JOB
Copy out each line exactly; pictures stay out of the copy.

Records from a dataset
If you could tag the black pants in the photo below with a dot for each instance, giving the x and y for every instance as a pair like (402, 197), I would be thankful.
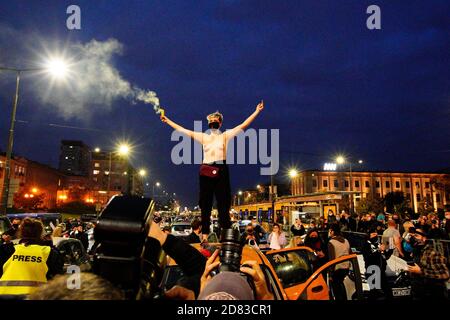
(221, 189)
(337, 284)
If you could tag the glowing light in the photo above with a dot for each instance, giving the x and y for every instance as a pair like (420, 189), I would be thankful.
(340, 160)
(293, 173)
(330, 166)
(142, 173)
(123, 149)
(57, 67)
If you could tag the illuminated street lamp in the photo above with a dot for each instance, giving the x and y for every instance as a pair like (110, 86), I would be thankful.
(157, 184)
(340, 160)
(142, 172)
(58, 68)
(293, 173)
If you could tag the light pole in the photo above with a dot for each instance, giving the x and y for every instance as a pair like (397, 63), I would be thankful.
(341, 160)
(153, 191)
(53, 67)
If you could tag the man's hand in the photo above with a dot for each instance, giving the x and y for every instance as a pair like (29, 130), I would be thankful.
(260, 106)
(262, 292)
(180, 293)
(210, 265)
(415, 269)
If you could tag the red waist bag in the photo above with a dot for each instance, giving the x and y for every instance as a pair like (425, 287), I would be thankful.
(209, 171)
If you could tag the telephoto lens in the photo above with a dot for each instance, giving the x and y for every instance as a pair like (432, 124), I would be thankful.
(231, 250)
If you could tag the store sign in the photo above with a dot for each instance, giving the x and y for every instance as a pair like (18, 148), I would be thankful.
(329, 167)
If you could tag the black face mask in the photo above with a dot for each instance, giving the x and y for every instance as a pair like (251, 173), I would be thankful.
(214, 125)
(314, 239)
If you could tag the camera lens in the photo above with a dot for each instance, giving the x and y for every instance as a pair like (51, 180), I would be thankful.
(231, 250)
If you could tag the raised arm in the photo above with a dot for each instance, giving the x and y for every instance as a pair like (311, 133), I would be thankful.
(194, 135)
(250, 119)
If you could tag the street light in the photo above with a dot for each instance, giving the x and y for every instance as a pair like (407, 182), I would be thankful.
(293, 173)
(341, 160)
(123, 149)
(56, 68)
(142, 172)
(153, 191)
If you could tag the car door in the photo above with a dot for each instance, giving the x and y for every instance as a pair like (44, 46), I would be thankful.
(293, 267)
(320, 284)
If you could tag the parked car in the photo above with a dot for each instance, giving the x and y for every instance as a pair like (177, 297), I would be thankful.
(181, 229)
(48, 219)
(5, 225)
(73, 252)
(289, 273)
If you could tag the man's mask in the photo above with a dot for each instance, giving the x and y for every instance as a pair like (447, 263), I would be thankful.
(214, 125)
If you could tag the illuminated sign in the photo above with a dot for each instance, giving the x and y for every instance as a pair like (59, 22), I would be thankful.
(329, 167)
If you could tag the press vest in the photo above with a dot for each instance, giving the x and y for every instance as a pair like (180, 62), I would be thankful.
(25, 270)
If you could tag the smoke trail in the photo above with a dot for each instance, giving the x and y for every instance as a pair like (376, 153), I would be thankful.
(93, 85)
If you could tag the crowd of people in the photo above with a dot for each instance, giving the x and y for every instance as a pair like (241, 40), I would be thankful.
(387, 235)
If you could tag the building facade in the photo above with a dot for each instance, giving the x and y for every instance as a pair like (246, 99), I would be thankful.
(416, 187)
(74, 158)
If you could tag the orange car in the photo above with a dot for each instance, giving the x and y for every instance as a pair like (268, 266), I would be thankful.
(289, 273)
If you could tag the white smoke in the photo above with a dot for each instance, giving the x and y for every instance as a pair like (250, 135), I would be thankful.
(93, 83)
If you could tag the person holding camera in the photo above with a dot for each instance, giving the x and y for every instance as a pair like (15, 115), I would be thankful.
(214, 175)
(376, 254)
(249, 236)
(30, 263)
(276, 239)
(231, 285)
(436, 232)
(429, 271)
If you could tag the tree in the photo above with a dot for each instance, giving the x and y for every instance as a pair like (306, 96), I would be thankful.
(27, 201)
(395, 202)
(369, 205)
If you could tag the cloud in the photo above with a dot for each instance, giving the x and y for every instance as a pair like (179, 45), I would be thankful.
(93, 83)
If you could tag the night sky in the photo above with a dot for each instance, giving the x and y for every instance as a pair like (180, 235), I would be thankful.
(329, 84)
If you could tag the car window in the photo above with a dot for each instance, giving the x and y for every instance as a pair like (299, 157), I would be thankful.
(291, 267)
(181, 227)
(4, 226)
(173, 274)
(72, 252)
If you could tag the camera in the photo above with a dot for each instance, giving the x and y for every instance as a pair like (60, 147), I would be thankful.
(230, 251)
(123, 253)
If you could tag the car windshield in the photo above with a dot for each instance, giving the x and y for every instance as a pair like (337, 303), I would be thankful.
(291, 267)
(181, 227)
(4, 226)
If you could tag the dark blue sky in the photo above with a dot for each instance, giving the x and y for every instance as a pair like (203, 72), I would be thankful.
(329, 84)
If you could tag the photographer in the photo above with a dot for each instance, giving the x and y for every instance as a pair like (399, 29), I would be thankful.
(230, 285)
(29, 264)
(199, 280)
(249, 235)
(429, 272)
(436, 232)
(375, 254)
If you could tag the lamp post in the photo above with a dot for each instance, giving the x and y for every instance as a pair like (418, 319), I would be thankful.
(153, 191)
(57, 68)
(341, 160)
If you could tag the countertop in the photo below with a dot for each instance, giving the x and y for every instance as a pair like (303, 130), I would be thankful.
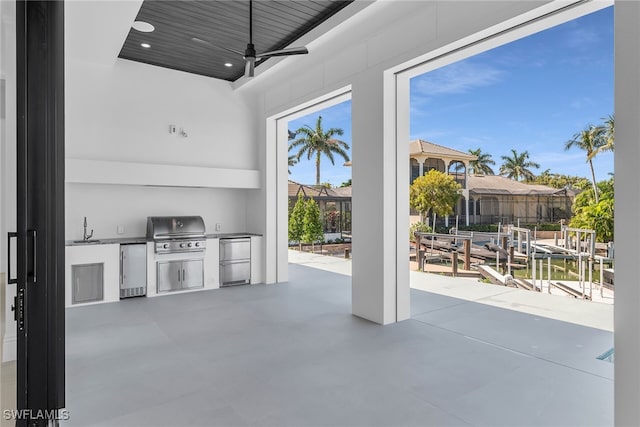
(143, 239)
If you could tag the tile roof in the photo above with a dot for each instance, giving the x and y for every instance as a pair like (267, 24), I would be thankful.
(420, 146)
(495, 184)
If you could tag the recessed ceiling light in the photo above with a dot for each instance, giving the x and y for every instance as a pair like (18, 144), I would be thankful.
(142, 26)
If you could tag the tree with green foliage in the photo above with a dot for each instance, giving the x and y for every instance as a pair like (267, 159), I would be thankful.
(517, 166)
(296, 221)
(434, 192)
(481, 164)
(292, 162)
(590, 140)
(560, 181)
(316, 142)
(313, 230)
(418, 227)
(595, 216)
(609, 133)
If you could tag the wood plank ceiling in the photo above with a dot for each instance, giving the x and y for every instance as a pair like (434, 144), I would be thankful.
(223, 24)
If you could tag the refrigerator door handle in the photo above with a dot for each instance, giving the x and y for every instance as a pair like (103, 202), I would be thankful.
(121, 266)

ANSWER
If you could tag the black pants in the photo below with a dot for each instance, giving the x and y for every instance as a pair like (402, 197), I would be thankful.
(221, 189)
(337, 284)
If you could tag the glowing light in the photo above with a dot for each instance, giving the x and y for every instance as a pair like (420, 189), I would be thankful.
(340, 160)
(293, 173)
(330, 166)
(142, 173)
(123, 149)
(57, 67)
If you could tag the illuminated street lamp in the photo above with a dot for each instance, giving the x and y for every instance as a pair like (110, 86), I would be thankful.
(157, 184)
(340, 160)
(142, 172)
(58, 68)
(293, 173)
If you could tag the light pole in the photo above with a dot for each instance, giving the x and y for every instance as a pair like (397, 63), I would be thankful.
(341, 160)
(153, 191)
(53, 67)
If you could tag the man's hand in the photo above with a dot for each instance, giving the x and y for every instance as a pair like (29, 130), I would be thankful.
(260, 106)
(262, 292)
(180, 293)
(210, 265)
(415, 269)
If you could tag the red waist bag in the photo above with a dot for each instance, giving the x and y for every instance as a pair like (425, 287), I would be thankful.
(209, 171)
If you could tag the telephoto lens in the photo above with a dot for each instance, giving the x and y for every instance as a pair like (432, 124), I would be thankful.
(231, 250)
If you could tag the store sign in the photo above with a dot for each instance, giving the x and y for every instance as a pair like (18, 148), I would be thankful.
(329, 167)
If you could tag the black face mask in the photo above with a dot for each instance, giving the x and y for every instance as a pair like (251, 173), I would be thankful.
(214, 125)
(314, 239)
If you could tag the camera lens in the photo above with a dot for each instance, giving the x and y for every instance as a pair like (51, 180), I would be thankful.
(231, 250)
If you could tag the raised arm in the photo above with a dot for each instance, giving the x and y for every instance as a pair like (311, 133), I would be thankful.
(194, 135)
(250, 119)
If you could tag the street light in the photo above with a dot for each instance, giving the x and y for every instance as a pair like (407, 182), I would be thankful.
(293, 173)
(341, 160)
(123, 149)
(56, 68)
(142, 172)
(153, 191)
If you could tag the car door in the photo above with a dot for each instance, giving the x and y for every instance as a pair like (44, 46), I would be thankful.
(293, 267)
(320, 284)
If you could tag the parked car in the photo above with a dot for each instance, giving the x and y for every instance as a pair like (177, 297), I would be thankful.
(181, 229)
(48, 219)
(5, 225)
(73, 252)
(289, 273)
If you could tag the man's mask in the photo above with a dot for each instance, giving the x and y for every instance as a pair like (447, 263), I would be thankful.
(214, 125)
If you could tag the illuminated sign in the photo above with a dot for each instance, giving the x and y for every instance as a pair like (59, 22), I would be thankful.
(329, 167)
If you could tag the press vest in the photo above with a dot for each instance, giving the x and y for every instance as a pair like (180, 62), I would be thankful.
(25, 270)
If you could tag the smoke trail in the photo above with a dot for each instance, giving the x and y for every instance as a pair like (376, 153), I would be thankful.
(93, 85)
If you could tag the crowd of people in the photo above with a dot for each instance, giving the x and y for every instance as a pair like (241, 40), I would be thankful.
(387, 235)
If you could tag the building facade in the photo above with a dot for each instance, giving the x and y for every instance as a pair like (246, 99), I would be thankful.
(416, 187)
(74, 158)
If you could tag the orange car in the photo above with a dot for each instance, giving the x and y for every instance as a pair like (268, 266), I would be thankful.
(289, 273)
If you could tag the white smoke in the photo above with a dot for each instance, giving the x and y for every instance as a pair like (250, 135), I would be thankful.
(93, 83)
If you could tag the person holding camera in the photo above with a dot for each instance, giving the x and y for every instance as a pair like (15, 115), I would be thankful.
(214, 175)
(376, 254)
(249, 236)
(30, 263)
(276, 239)
(231, 285)
(436, 232)
(429, 271)
If you could tag the tree in the photo above with a dot for each instance, giving the x and y for every instance as a pair like (306, 96), I would be thankful.
(27, 201)
(395, 202)
(369, 205)
If you could tag the cloud in the photo above with a dot for each instance, giving the x and y for every instance as a pair like (179, 45), I would be thankful.
(93, 83)
If you could tag the night sky in the photo above with a dot for each instance, giving the x and y for every instance as a pair like (180, 235), I would be thankful.
(329, 84)
If you could tag the car window in the photo above with a dot for each instance, giving the x and y for every instance as a pair like (299, 157), I would be thankful.
(291, 267)
(181, 227)
(4, 226)
(173, 274)
(72, 252)
If you could tag the camera in the photo above with a dot for each instance, giving the x and y for every instance as a pair like (60, 147), I would be thankful.
(230, 251)
(123, 253)
If you could tag the car windshield in the photo above with a dot for each instance, giving the x and y for every instance as a pair like (337, 303), I would be thankful.
(291, 267)
(181, 227)
(4, 226)
If you could tag the dark blue sky in the photo above with a dot for each instance, giving the x and y for every instance as a pair like (203, 72), I would be thankful.
(329, 84)
If you could tag the photographer in the photo above with a dot for each instance, giving the x and y for every instance as a pair like (399, 29), I would be thankful.
(230, 285)
(29, 264)
(199, 280)
(249, 235)
(429, 272)
(436, 232)
(375, 254)
If you could tag the lamp post in the photo above with a dot for each instance, giving the x and y for every instance as a pair like (418, 319), I would be thankful.
(153, 191)
(57, 68)
(341, 160)
If you could tag the countertop in the photo below with a dot for each instance, giving the x and y for every instance as a pair like (303, 130), I would be thankful.
(143, 239)
If you could tag the tile roof in the photo above with a dot for each instance, giving the x and y for every instance as a pair like (267, 24), I would be thankful.
(420, 146)
(495, 184)
If you could tag the recessed ceiling light in the photo above with a dot for each instance, giving the x and y for every instance as a pair like (18, 144), I would be thankful.
(142, 26)
If you could tag the tree with green foliage in the photo above with a dot for each instance, giving the x and y for every instance as a pair like (267, 159), I would be thankful.
(517, 166)
(296, 221)
(434, 192)
(481, 164)
(292, 162)
(590, 140)
(560, 181)
(316, 142)
(313, 230)
(418, 227)
(595, 216)
(609, 133)
If you could tag the wood plank ceiling in the photo above with a dot for each instance, giving the x and y for every instance as a pair like (434, 144), I would be thankful.
(223, 24)
If you could tag the refrigerator door handle in the photo above with a dot for each instance, giving the x and y for every instance as a pair like (103, 202), I would be thankful.
(121, 266)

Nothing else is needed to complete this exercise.